EXERCISE PROMPT -> Write the data out again in full, with no departure from the original.
+--
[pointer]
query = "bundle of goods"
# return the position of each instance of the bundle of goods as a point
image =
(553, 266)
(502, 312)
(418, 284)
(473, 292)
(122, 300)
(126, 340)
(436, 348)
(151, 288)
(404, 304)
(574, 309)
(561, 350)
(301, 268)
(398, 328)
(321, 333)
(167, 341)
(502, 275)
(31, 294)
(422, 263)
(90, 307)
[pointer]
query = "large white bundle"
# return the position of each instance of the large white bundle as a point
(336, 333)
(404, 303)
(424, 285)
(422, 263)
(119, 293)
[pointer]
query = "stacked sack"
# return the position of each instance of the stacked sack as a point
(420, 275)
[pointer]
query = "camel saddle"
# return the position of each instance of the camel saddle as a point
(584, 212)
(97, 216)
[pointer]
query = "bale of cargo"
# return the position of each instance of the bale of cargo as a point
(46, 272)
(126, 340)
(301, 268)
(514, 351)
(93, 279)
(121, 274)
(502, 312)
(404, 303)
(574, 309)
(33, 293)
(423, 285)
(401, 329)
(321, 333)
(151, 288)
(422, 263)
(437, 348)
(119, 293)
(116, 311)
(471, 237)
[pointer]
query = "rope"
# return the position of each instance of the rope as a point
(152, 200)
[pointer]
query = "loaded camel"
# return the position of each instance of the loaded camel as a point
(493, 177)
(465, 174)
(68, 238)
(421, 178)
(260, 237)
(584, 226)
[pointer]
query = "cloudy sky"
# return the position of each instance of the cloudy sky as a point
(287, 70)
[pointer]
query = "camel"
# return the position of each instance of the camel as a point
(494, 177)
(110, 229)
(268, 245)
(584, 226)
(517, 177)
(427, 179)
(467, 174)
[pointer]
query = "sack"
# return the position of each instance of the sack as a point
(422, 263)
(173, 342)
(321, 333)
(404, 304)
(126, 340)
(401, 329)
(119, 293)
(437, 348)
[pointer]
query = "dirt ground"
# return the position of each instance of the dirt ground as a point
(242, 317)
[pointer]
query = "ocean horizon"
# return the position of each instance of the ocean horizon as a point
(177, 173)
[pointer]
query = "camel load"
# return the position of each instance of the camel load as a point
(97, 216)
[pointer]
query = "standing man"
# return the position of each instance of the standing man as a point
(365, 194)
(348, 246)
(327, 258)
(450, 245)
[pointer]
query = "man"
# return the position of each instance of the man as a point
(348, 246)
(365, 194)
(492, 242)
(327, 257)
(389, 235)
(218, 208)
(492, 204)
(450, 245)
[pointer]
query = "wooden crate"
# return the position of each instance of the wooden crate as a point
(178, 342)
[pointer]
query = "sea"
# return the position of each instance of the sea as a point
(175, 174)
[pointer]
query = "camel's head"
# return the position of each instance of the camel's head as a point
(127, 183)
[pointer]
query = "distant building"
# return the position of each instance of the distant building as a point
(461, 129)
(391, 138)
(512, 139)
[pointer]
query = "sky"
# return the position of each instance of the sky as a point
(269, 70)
+--
EXERCISE SOLUTION ->
[pointer]
query = "bundle of goods"
# return the position of each instance of the bundle of goods as a point
image =
(553, 266)
(502, 312)
(418, 284)
(473, 292)
(122, 300)
(126, 340)
(436, 348)
(151, 288)
(404, 304)
(574, 309)
(561, 350)
(301, 268)
(398, 328)
(321, 333)
(167, 341)
(502, 275)
(31, 294)
(422, 263)
(90, 307)
[pointer]
query = "large white bundle"
# return the position of each instance of the large white bundle as a point
(336, 333)
(404, 303)
(424, 285)
(422, 263)
(119, 293)
[pointer]
query = "stacked sack"
# return the position of each instance of the stacked sack as a point
(420, 275)
[pointer]
query = "camel saddle"
# return the position of each instance of the camel saddle as a point
(584, 212)
(97, 216)
[pointer]
query = "bale of cargo"
# return the position of each instance of the bale of cargo as a point
(46, 272)
(126, 340)
(301, 268)
(514, 351)
(93, 279)
(121, 274)
(502, 312)
(404, 303)
(574, 309)
(33, 293)
(423, 285)
(401, 329)
(321, 333)
(151, 288)
(422, 263)
(437, 348)
(119, 293)
(116, 311)
(471, 237)
[pointer]
query = "rope"
# return the position of each instance of the rope as a point
(152, 200)
[pointer]
query = "loaded camel"
# return the position of each instance of the loaded camel as a point
(493, 177)
(465, 174)
(68, 238)
(421, 178)
(260, 237)
(584, 226)
[pointer]
query = "cloudy sky"
# return the position of each instance of the cloudy sky as a point
(287, 70)
[pointer]
query = "camel"
# return the position of each instance of the camel as a point
(494, 177)
(110, 229)
(268, 245)
(584, 226)
(517, 177)
(427, 179)
(467, 174)
[pointer]
query = "sack"
# return the position of each instance of the sack as a point
(422, 263)
(173, 342)
(321, 333)
(404, 304)
(126, 340)
(401, 329)
(119, 293)
(437, 348)
[pointer]
query = "dirt ground"
# return the position of each instance of the dirt ground as a point
(242, 317)
[pointer]
query = "ocean horizon"
# return the position of each instance of the ocean horizon as a point
(177, 173)
[pointer]
query = "camel load"
# return the position of each instance of the camel load as a point
(97, 216)
[pointer]
query = "standing man"
# return the position of each instance of the standing man as a point
(365, 194)
(348, 246)
(327, 258)
(450, 245)
[pointer]
query = "man"
# return the position of each instance of the man as a point
(348, 246)
(365, 194)
(492, 242)
(327, 257)
(389, 235)
(218, 208)
(492, 204)
(450, 245)
[pointer]
query = "wooden crate"
# return the position of each instance of the wooden crate as a point
(178, 342)
[pointer]
query = "sea"
# return the position of each instance of the sea as a point
(175, 174)
[pointer]
query = "camel's head"
# return the position of each instance of the camel's head as a point
(127, 183)
[pointer]
query = "distant building"
# return the position of each instance of the distant building as a point
(461, 129)
(391, 138)
(512, 139)
[pointer]
query = "sky"
# return the position of each instance of the sky as a point
(269, 70)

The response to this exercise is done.